Provided passage:

--------------------------------

GithubHelp home page GithubHelp logo

cdl-platform's Introduction

TextData

TextData is a social platform for collaboratively creating, sharing, and learning from wiki-style communities. We offer a stand-alone website and a Chrome extension, all for free.

To use TextData, you have three options:

  1. Full online version: Visit textdata.org, install the Chrome extension, create an account, and begin using TextData.
  2. Full offline version: Clone this repository, set up Docker, and run the services locally. This is described in the section below titled "Setting Up the Local Version".
  3. Hosted backend, local frontend: You can leverage the APIs for the backend, and create or extend your own frontend (website or browser extension). The API documentation is here.
Setting Up the Offline Version

Setting Up the Offline Version

Note that the local version is still under development:

  • No data is persisted; once the Docker containers stops, all data is lost.
  • "Reset Password" will not work due to no access to SendGrid.

Requirements for running locally

open powershell
wsl -d docker-desktop
sysctl -w vm.max_map_count=262144
  • With all of the Docker containers, packages, and models, the total size is ~10GB. Without Neural, it is ~3GB.

--------------------------------

Provided data:
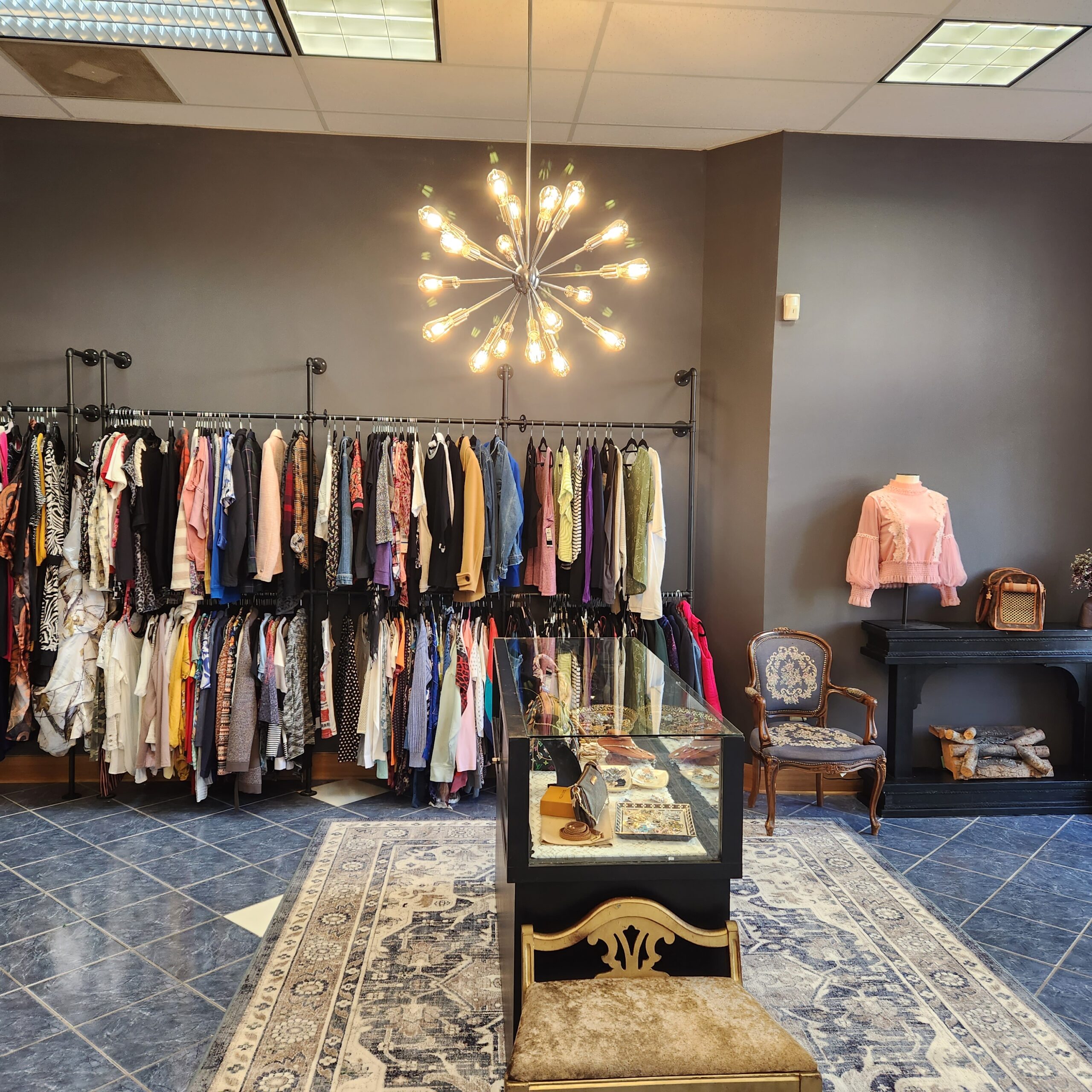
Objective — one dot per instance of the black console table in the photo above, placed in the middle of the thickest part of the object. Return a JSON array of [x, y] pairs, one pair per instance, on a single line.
[[913, 652]]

--------------------------------

Task prompt:
Answer these from the TextData page:
(a) What two things does TextData offer for free?
(b) In the local version, why will "Reset Password" not work?
(c) How large is the total size without Neural?

Completed task:
(a) A stand-alone website and a Chrome extension.
(b) It has no access to SendGrid.
(c) About 3GB.